:: CHALLENGES ::
A: In the challenge article, how many successful applicant teams will be chosen when applications close?
B: From the challenge article, transcribe the passage starting with "Canada is no" and going on through "come to life.".

Begin GIVEN PASSAGE

Agorize Challenge: Design Affordable 3D Printed Houses in Canada

Canada is no exception, while the crisis of affordable housing in Vancouver and Toronto has been widely publicized, other Canadian cities like …

Open innovation platform firm Agorize and Canadian construction company Horizon Legacy have launched a new online challenge for individuals and startups worldwide to submit disruptive solutions in the field of construction. The goal of the Marco Polo 100 Digital Build Challenge is to create sustainable and affordable housing in Canada using new construction technologies and processes, particularly 3D printing. Participating teams will gain expert mentorship, access tools to create a prototype, and win the chance to see their building come to life.

The challenge is completely free, open to teams of one to 10 individuals, and will run from January 2021 through August 2022. It is designed to solve the affordable housing crisis by developing a livable multi-residential building in Southern Ontario, Canada, for CA$100 per square feet using new technologies. For a young family, this means CA$100,000 to construct a 1000 square feet two-bedroom apartment. With cash prizes ranging from CA$15,000 to CA$200,000, ongoing royalties, and the ultimate prize of CA$10M investment to construct a building, the participating teams will attempt to reduce construction costs and timelines by utilizing cutting edge new technologies and processes while making a building that appeals to local audiences.

Up until now, 10 teams have registered but applications are open until January 12, 2021, when 20 successful applicant teams will be chosen to start working with Horizon Legacy in Canada. They will develop and evaluate their plans to construct a futuristic building. The teams are expected to build a design to 30% completion, provide costs, schedules, construction work plans, and technology or process innovation for the building. Then judges will select the 10 best submissions to move to the following stage of the challenge.

End GIVEN PASSAGE
Begin PROVIDED MATERIAL

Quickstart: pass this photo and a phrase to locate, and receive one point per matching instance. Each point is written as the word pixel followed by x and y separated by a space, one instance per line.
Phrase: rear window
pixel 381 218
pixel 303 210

End PROVIDED MATERIAL

:: EXERCISE RESULTS ::
A: 20 teams

B:
Canada is no exception, while the crisis of affordable housing in Vancouver and Toronto has been widely publicized, other Canadian cities like …

Open innovation platform firm Agorize and Canadian construction company Horizon Legacy have launched a new online challenge for individuals and startups worldwide to submit disruptive solutions in the field of construction. The goal of the Marco Polo 100 Digital Build Challenge is to create sustainable and affordable housing in Canada using new construction technologies and processes, particularly 3D printing. Participating teams will gain expert mentorship, access tools to create a prototype, and win the chance to see their building come to life.